Je pense qu'il est absolument essentiel que les PME puissent avoir aussi accès à la recherche. Je crois d'ailleurs que des start-up se font à partir de la recherche en alimentation. J'en connais quelques-unes, notamment sur le site de Bourgogne.

En Bourgogne, je vous rappelle qu'on a installé ce pôle extrêmement remarquable, dans lequel se trouvent le Centre européen des sciences du goût, l'INRA, la Faculté des Sciences de Dijon, etc.

Tout cela est une plate-forme pour développer également les initiatives d'entreprises avec une technopole à la clé. Il n'y a pas simplement l'offre des grands groupes, même si moi-même j'appartiens à un grand groupe. Il y a, si vous voulez, une complémentarité.

Dans votre question il y a un autre point : pourquoi dire que la cause d'intérêt général est publique-privée ?

•••

• [Exercices]:
1. Transcrivez l'extrait sur la recherche en alimentation de « En Bourgogne, je » à « de Dijon, etc. ».
2. Reprenez l'extrait sur la recherche en alimentation là où il s'arrête, et poursuivez-le.

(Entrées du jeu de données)

•••

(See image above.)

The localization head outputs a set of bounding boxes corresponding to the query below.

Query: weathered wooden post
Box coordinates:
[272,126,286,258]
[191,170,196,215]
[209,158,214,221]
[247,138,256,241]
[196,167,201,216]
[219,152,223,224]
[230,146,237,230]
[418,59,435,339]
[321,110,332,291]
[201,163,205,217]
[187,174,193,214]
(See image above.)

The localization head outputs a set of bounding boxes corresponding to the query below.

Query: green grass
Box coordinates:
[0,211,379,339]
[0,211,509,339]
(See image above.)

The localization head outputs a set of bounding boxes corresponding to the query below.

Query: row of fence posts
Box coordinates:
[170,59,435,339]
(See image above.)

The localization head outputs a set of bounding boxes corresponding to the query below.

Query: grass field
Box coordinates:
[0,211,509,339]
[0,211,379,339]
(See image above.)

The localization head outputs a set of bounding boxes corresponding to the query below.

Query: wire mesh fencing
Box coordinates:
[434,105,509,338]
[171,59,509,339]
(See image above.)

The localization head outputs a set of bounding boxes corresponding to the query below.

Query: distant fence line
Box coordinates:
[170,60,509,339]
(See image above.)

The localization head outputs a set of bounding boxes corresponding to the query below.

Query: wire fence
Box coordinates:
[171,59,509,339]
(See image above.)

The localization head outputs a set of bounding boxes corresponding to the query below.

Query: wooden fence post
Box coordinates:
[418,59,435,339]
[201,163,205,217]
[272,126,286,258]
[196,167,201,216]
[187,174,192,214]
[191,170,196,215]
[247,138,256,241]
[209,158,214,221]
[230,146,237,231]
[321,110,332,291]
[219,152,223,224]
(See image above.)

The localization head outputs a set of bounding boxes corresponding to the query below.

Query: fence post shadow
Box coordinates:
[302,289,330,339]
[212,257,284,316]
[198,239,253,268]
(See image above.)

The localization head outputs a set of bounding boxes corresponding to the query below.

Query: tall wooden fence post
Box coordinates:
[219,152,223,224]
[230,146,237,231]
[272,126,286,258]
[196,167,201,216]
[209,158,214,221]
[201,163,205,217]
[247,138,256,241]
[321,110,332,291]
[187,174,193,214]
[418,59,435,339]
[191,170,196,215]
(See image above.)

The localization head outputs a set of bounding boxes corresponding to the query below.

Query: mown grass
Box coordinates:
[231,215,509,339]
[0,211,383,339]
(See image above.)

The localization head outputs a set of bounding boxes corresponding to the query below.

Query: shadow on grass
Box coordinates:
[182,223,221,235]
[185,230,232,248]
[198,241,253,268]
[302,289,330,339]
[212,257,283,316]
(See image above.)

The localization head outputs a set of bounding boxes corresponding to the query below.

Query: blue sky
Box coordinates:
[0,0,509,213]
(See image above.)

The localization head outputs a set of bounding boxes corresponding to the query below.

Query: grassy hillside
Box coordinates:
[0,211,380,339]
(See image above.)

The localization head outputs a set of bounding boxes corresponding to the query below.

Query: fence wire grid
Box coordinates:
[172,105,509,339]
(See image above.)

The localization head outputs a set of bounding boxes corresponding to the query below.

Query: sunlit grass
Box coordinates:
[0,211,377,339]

•••

• [Corrigés]:
1.
En Bourgogne, je vous rappelle qu'on a installé ce pôle extrêmement remarquable, dans lequel se trouvent le Centre européen des sciences du goût, l'INRA, la Faculté des Sciences de Dijon, etc.

2.
Il peut y avoir un point de vue de type idéologique mais il faut bien prendre conscience qu'au niveau, en tout cas, mondial, c'est le pragmatisme qui l'emporte et qu'aujourd'hui, par exemple, nous avons des partenariats avec les ONG, en particulier avec l'UNICEF, sur les problèmes de nutrition des enfants dans les pays en voie de développement, parce que, de plus en plus, on se rend compte qu'attaquer un problème c'est avoir une approche multipartite dans laquelle il n'y a pas simplement les pouvoirs publics, mais aussi les ONG et aussi les acteurs du privé.

M. Claude Saunier - Je voudrais vous dire que je suis très heureux d'entendre la réponse de Monsieur Derville. La question ne s'adressait pas à lui mais à Gérard Pascal. Elle aurait pu éventuellement s'adresser à un parlementaire à la place du service public de recherche.

Je crois que nous venons de vivre une période un peu conflictuelle, un peu délicate qui a quand même eu un grand mérite, c'est de réintroduire dans l'opinion publique, dans la société, un vrai débat - j'espère qu'il n'est pas achevé - sur la place de la recherche dans notre société.

C'est une avancée considérable qu'un certain nombre d'entre nous attendions depuis longtemps.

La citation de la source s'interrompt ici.